The answer should consist of every line in the material below that has the word "giving".

Data shown
▼

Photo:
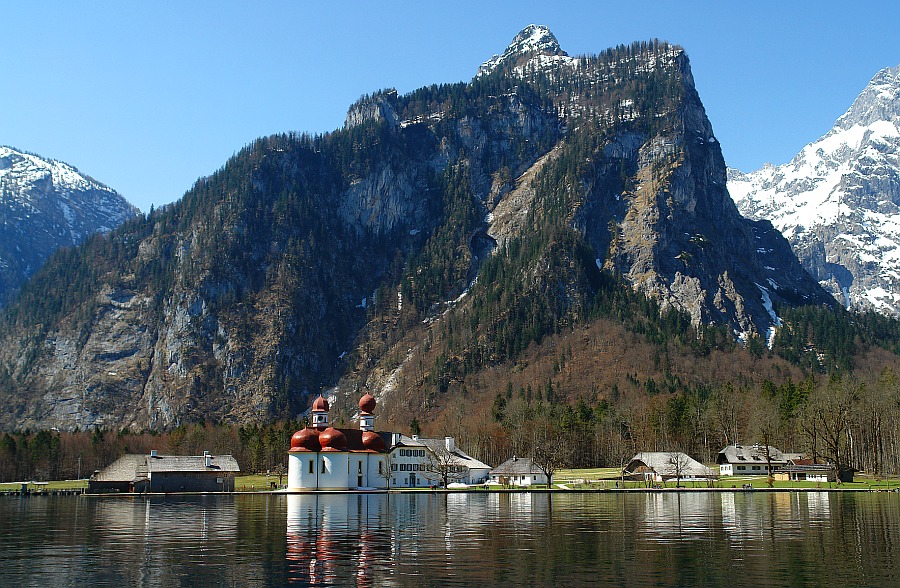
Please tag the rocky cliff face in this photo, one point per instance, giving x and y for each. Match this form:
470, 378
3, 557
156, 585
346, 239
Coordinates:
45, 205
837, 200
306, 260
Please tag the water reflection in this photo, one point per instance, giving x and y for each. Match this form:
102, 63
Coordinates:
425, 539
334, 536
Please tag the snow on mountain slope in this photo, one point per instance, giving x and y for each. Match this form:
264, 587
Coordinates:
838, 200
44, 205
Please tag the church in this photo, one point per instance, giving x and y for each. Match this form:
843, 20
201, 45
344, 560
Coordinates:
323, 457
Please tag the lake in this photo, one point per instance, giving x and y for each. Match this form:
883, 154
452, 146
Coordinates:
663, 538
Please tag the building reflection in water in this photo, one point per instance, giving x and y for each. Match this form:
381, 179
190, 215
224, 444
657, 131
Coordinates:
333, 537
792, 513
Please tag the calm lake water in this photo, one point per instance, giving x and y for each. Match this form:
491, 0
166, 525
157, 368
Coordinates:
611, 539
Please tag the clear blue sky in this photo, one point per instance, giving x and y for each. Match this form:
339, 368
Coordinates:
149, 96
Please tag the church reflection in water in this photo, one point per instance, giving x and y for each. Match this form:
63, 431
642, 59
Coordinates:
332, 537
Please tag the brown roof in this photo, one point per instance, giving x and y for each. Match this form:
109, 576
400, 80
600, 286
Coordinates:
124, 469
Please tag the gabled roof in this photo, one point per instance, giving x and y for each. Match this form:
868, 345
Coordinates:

▲

Expected output
Please tag the rocky cliff face in this photo, one point per instance, giving x and y for each. Match this form:
Please tag the water reflection in this photo, one point per instance, giving x and y for each. Match this form:
Please tag the snow on mountain slope in this photo, one point per instance, giving x and y for each. Match this form:
Please tag the church in this photo, one point per instance, giving x and y for each. Match this form:
Please tag the lake in this photo, one point per instance, giving x and y for each. Match this form:
Please tag the building reflection in water in this photo, one point per instance, giving x and y for each. Match this form:
Please tag the calm lake water in this photo, one point per instance, giving x and y for each. Match this form:
Please tag the clear blue sky in this photo, one point per instance, giving x and y for each. Match this form:
Please tag the church reflection in water in this photo, one point per instance, giving x and y for each. Match this form:
Please tag the brown roof in this photo, one point per instance, giving x and y for each. Match this form:
Please tag the gabled roof in this photo, one point per instance, giving x and y for each. Match this form:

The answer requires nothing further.